Monday, March 28, 2022

Cleaning Out the Junk Drawer




Have you cleaned out your junk drawer lately? I spent some time a few days ago giving our kitchen junk drawer a much-needed decluttering. I found all sorts of interesting things. An assortment of rubber bands. A jelly container from Cracker Barrel. Business cards. A lonely dime. Keys, and I have no idea what some of them open. I even found my son's ruler from 5th grade, along with binder clips, glue, magnets, and a host of things that made their way to the garbage can. 

The kitchen drawer is now clean and tidy. Until it gets cluttered up again.

My Thursday Morning Bible Study Group has been studying the 7 Feasts found in Leviticus 23. This week we are studying the Feast of Unleavened Bread, which begins the night after Passover. My kitchen drawer provided a good illustration.

* _Requirement A_:
List each item the junk drawer post names in the short sentences that come before the sentence beginning "I even found."
* _Requirement B_:
Decide whether each statement agrees with the junk drawer post, answering yes or no and quoting the words that settle it: (i) The writer's Bible study group meets on Thursday mornings. (ii) The Feast of Unleavened Bread begins the night before Passover. (iii) The writer knows what every key in the drawer opens.
* _Requirement C_:
Rewrite the paragraph of the junk drawer post that begins "Have you cleaned out your junk drawer lately?" as a short list that keeps its main facts.
The lines that come after this text were taken from a different source.

* _Data lines_:
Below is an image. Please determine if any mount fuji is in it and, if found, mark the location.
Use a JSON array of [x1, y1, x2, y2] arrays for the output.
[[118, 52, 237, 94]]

* _Full output A_:
- An assortment of rubber bands
- A jelly container from Cracker Barrel
- Business cards
- A lonely dime
- Keys

* _Full output B_:
(i) Yes: "My Thursday Morning Bible Study Group"
(ii) No: "which begins the night after Passover"
(iii) No: "I have no idea what some of them open"

* _Full output C_:
- A few days ago, the writer decluttered the kitchen junk drawer.
- Items found: rubber bands, a Cracker Barrel jelly container, business cards, a dime, keys (some opening unknown things), the son's 5th-grade ruler, binder clips, glue and magnets.
- Many other things went into the garbage can.